Your assignment
Go over the data and work out how many lines include the word "below". Give that number only.

Stored data entries
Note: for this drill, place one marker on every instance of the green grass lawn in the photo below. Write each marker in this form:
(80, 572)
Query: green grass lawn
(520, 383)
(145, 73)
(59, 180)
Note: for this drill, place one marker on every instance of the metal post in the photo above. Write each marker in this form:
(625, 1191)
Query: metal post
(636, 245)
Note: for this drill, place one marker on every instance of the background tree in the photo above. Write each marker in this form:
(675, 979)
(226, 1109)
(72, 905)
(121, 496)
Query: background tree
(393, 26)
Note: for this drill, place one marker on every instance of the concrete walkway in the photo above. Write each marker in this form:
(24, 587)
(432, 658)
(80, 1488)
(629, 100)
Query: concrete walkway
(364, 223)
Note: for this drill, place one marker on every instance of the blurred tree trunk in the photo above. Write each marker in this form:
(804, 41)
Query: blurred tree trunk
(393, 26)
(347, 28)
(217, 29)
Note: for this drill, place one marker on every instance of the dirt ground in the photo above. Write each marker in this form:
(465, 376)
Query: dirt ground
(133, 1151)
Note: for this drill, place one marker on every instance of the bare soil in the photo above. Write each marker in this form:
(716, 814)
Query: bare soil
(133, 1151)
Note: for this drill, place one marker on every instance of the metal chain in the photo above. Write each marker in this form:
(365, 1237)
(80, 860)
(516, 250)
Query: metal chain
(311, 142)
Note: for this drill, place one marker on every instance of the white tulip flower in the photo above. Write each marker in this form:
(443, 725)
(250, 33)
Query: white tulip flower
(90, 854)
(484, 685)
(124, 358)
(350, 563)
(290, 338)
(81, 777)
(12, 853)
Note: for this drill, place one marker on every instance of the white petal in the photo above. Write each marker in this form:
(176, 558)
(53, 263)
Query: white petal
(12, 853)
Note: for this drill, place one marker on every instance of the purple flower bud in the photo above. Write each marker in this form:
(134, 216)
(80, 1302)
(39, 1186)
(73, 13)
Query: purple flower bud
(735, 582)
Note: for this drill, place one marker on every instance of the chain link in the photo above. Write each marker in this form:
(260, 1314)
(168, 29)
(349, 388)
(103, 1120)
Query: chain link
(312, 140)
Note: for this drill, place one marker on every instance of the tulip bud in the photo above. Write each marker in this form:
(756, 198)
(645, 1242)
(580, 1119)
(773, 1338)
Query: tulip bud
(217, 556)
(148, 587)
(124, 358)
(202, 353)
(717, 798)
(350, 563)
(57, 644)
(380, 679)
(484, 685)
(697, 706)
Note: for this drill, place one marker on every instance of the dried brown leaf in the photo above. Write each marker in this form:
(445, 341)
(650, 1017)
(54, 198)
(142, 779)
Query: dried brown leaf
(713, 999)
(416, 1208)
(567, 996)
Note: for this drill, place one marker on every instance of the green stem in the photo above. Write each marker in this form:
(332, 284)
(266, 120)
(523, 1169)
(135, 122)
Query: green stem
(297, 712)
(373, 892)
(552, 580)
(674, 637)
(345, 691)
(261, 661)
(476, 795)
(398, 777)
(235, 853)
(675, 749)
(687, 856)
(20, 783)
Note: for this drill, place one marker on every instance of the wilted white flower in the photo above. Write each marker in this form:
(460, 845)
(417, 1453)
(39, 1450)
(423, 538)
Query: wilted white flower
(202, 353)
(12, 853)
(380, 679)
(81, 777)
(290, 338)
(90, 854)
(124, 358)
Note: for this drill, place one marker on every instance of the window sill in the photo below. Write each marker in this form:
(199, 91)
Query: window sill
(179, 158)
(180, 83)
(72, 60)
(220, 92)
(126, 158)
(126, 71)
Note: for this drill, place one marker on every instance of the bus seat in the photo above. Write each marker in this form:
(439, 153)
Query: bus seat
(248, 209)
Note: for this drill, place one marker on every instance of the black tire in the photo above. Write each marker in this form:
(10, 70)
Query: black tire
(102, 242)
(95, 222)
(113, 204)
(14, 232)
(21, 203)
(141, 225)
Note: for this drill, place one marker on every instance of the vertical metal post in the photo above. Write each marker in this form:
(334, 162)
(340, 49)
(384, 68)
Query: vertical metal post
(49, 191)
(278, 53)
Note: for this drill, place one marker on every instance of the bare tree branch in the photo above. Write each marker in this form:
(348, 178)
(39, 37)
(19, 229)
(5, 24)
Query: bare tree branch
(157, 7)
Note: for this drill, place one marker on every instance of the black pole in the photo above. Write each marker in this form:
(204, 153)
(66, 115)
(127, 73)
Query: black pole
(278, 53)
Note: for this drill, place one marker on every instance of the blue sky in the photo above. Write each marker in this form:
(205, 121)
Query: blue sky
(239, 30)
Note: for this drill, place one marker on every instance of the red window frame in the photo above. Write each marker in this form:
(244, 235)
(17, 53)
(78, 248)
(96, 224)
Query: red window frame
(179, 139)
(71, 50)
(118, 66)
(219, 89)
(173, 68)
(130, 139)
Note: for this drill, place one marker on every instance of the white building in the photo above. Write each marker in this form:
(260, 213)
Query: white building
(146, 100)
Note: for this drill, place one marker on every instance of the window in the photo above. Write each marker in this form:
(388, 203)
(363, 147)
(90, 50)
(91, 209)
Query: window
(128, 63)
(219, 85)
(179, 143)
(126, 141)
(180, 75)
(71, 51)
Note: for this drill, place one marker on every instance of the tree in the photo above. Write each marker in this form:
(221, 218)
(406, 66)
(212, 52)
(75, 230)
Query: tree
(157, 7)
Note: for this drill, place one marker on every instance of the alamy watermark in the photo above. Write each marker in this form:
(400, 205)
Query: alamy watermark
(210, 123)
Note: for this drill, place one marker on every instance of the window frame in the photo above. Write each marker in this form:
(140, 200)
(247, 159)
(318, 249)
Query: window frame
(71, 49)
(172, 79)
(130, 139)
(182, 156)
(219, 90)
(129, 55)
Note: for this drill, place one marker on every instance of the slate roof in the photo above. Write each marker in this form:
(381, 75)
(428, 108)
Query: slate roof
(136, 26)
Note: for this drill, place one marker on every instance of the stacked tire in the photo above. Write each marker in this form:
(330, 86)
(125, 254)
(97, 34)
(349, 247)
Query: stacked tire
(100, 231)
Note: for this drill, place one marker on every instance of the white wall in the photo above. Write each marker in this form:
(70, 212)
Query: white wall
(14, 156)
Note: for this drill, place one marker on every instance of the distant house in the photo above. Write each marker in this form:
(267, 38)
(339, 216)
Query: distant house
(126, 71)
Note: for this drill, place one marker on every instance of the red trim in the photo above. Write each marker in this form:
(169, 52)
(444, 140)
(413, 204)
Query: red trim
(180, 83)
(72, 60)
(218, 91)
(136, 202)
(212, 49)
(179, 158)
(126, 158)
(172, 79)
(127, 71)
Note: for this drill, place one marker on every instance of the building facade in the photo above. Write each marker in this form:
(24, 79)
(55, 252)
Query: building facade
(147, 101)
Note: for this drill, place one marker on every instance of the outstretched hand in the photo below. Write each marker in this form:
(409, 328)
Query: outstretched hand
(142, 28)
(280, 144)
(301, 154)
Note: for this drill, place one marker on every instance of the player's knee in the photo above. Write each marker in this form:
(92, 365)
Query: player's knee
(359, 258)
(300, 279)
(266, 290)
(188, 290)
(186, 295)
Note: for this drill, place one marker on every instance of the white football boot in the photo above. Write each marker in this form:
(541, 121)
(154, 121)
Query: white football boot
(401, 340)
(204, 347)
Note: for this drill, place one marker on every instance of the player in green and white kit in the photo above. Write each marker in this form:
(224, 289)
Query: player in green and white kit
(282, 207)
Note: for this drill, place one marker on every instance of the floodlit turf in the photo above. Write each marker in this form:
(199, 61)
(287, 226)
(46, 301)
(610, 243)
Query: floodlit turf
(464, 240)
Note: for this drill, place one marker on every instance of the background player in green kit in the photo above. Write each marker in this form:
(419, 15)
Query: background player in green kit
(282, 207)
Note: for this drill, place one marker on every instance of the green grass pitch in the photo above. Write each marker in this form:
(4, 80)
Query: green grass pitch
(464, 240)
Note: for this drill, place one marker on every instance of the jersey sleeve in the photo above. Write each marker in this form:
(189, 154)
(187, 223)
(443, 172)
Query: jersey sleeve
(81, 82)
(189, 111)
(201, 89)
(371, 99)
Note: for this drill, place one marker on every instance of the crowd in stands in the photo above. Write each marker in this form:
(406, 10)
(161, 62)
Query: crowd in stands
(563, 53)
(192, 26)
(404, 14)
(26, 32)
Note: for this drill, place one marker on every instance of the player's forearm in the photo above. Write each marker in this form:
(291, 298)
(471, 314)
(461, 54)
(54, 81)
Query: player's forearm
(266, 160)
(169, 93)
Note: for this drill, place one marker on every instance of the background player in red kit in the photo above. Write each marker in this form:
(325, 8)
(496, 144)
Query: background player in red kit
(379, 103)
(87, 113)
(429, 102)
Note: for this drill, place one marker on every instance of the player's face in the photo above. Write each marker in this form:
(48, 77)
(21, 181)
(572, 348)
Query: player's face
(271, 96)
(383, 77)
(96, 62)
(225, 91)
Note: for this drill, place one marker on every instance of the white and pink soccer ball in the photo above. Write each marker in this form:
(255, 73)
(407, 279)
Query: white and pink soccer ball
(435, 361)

Exercise result
3